DO THIS. Quote the data below line for line, with nothing changed.

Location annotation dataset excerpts

··········

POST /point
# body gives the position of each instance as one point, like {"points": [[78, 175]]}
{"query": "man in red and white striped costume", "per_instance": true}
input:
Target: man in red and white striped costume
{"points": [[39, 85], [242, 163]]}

··········

WRITTEN RESPONSE.
POST /point
# body gives the position of each instance as one point, like {"points": [[78, 175]]}
{"query": "man in red and white striped costume", "per_instance": true}
input:
Target: man in red and white striped costume
{"points": [[39, 85], [242, 163]]}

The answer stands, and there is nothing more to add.